- _WHAT IS ASKED_
Pull out the lines below and reproduce each one character for character, leaving out the picture.

— START OF DATASET RECORDS —

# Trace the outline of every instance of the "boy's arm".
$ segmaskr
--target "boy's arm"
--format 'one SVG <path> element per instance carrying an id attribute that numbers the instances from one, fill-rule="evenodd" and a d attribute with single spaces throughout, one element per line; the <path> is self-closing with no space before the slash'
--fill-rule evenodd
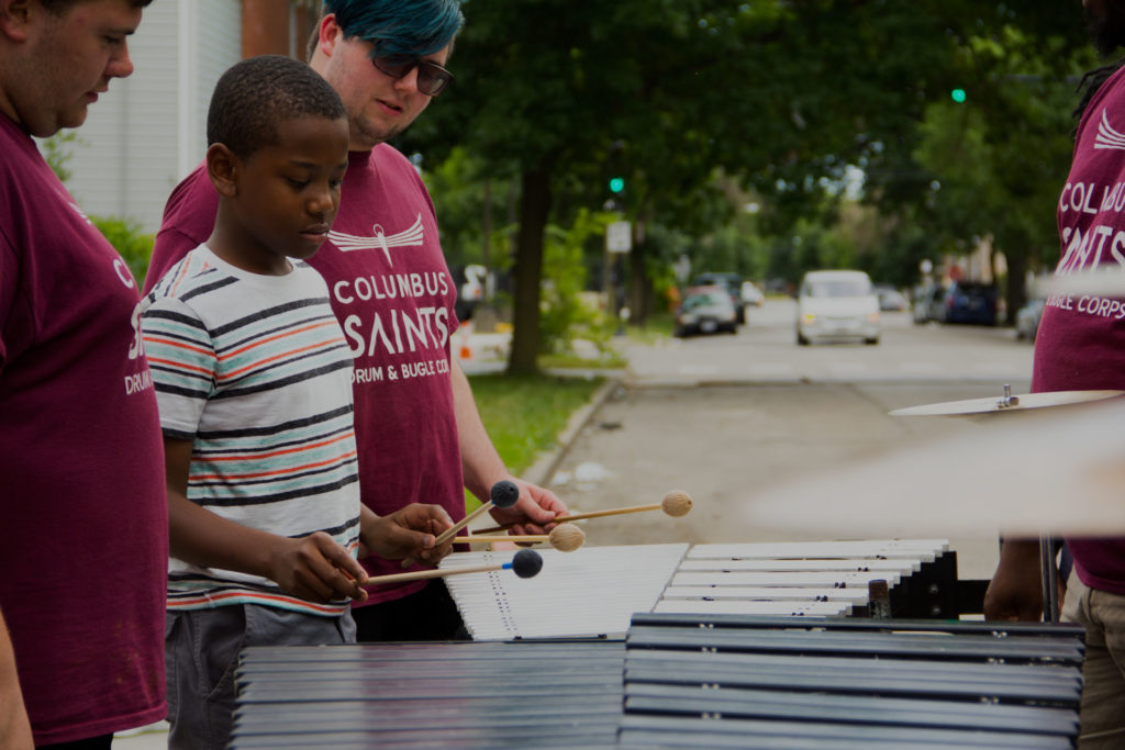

— END OF DATASET RECORDS —

- _THE OUTPUT_
# Trace the outline of every instance of the "boy's arm".
$ segmaskr
--target "boy's arm"
--format 'one SVG <path> element per instance carrying an id attribute that numbers the instances from one, fill-rule="evenodd" and a d attribute with single spaces throughout, one element per line; the <path> is self-closing with no space before the slash'
--fill-rule evenodd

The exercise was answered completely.